- _Direction_
Set out every line of the records below as a Markdown table with two columns, Row and Line. Number the rows and leave out any blank lines.

:: Data

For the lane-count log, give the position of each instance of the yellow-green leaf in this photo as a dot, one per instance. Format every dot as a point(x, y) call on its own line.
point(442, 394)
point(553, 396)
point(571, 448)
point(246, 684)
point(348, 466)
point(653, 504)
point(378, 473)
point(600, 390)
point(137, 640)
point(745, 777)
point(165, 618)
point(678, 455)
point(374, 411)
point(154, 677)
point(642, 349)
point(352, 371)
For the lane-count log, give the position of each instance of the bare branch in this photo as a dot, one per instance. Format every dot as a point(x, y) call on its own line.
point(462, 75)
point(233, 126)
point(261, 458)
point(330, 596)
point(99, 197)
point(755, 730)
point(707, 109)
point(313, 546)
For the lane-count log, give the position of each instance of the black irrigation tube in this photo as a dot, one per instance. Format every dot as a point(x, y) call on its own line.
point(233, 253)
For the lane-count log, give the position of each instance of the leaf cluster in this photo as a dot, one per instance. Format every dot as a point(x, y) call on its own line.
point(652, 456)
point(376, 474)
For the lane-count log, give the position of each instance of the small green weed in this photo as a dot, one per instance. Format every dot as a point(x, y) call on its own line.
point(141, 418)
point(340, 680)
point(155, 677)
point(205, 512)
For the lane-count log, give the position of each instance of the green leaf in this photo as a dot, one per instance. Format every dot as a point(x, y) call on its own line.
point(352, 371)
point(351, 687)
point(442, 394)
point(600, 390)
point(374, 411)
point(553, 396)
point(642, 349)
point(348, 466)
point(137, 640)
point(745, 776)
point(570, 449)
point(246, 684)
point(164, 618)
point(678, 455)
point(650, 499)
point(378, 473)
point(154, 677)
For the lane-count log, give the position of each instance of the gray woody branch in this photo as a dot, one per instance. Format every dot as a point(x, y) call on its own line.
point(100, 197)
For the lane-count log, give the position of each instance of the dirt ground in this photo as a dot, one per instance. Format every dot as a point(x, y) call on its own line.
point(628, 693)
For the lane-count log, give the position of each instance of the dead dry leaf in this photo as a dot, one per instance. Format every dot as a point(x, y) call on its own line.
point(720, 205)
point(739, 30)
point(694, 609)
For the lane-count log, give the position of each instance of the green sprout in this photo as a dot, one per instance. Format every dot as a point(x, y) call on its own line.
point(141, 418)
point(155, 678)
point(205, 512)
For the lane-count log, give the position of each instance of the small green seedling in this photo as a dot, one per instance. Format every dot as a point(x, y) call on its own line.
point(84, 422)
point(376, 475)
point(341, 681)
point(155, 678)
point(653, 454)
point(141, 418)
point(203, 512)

::::

- _Written response_
| Row | Line |
|---|---|
| 1 | For the lane-count log, give the position of each instance of the yellow-green leaf in this photo as a dot, one per instance. Format every dot as a point(x, y) call on its own line. |
| 2 | point(442, 394) |
| 3 | point(553, 396) |
| 4 | point(571, 448) |
| 5 | point(246, 684) |
| 6 | point(348, 466) |
| 7 | point(653, 504) |
| 8 | point(378, 473) |
| 9 | point(600, 390) |
| 10 | point(137, 640) |
| 11 | point(745, 777) |
| 12 | point(165, 618) |
| 13 | point(678, 455) |
| 14 | point(374, 411) |
| 15 | point(154, 677) |
| 16 | point(642, 349) |
| 17 | point(352, 371) |
| 18 | For the lane-count log, give the position of each instance of the bare branch in this photo as a dot, one per instance. Format every dot as a point(x, y) call on its own line. |
| 19 | point(462, 75) |
| 20 | point(233, 126) |
| 21 | point(261, 458) |
| 22 | point(330, 596) |
| 23 | point(99, 197) |
| 24 | point(755, 730) |
| 25 | point(707, 109) |
| 26 | point(313, 546) |
| 27 | For the lane-count log, give the position of each instance of the black irrigation tube in this photo as a dot, one per instance. Format every dot as a point(x, y) call on its own line. |
| 28 | point(233, 253) |
| 29 | For the lane-count log, give the position of each instance of the leaf cluster in this photo as a dot, one per instance. Format every dot as a point(x, y) call on its own line. |
| 30 | point(652, 456) |
| 31 | point(376, 474) |
| 32 | For the lane-count log, give the position of each instance of the small green weed in this photo as a dot, one per instance. Format every dot as a point(x, y) call on its own line. |
| 33 | point(141, 418) |
| 34 | point(340, 680) |
| 35 | point(155, 677) |
| 36 | point(205, 512) |
| 37 | For the lane-count log, give the position of each instance of the green leaf in this photo as a dot, one per instance. Format every dot as a point(x, y) call on its own line. |
| 38 | point(352, 371) |
| 39 | point(351, 687) |
| 40 | point(442, 394) |
| 41 | point(600, 390) |
| 42 | point(374, 411) |
| 43 | point(553, 396) |
| 44 | point(642, 349) |
| 45 | point(348, 466) |
| 46 | point(137, 640) |
| 47 | point(745, 776) |
| 48 | point(570, 449) |
| 49 | point(246, 684) |
| 50 | point(164, 618) |
| 51 | point(678, 455) |
| 52 | point(650, 499) |
| 53 | point(378, 473) |
| 54 | point(154, 677) |
| 55 | For the lane-count log, give the position of each instance of the gray woody branch in this photo as a dot, one per instance. Format every dot as a point(x, y) call on its own line. |
| 56 | point(100, 197) |
| 57 | For the lane-count log, give the position of each instance of the dirt ground in this photo as a dot, one per instance. Format every dot as a point(x, y) call on its own line. |
| 58 | point(628, 693) |
| 59 | For the lane-count log, give the position of each instance of the dead dry leaf in this photo as a dot, one per instance. Format every dot as a point(x, y) call on its own line. |
| 60 | point(720, 205) |
| 61 | point(739, 30) |
| 62 | point(694, 609) |
| 63 | For the lane-count log, give the position of each instance of the green sprout in this photo as a dot, one per instance. Format every dot as a point(x, y) call on its own line. |
| 64 | point(141, 418) |
| 65 | point(155, 678) |
| 66 | point(205, 512) |
| 67 | For the lane-count log, give the position of each instance of the small green seedling in this photo as a dot, one per instance. Format every dot as a point(x, y) call on its own line. |
| 68 | point(84, 422) |
| 69 | point(376, 475) |
| 70 | point(341, 681) |
| 71 | point(155, 678) |
| 72 | point(653, 454) |
| 73 | point(141, 418) |
| 74 | point(203, 512) |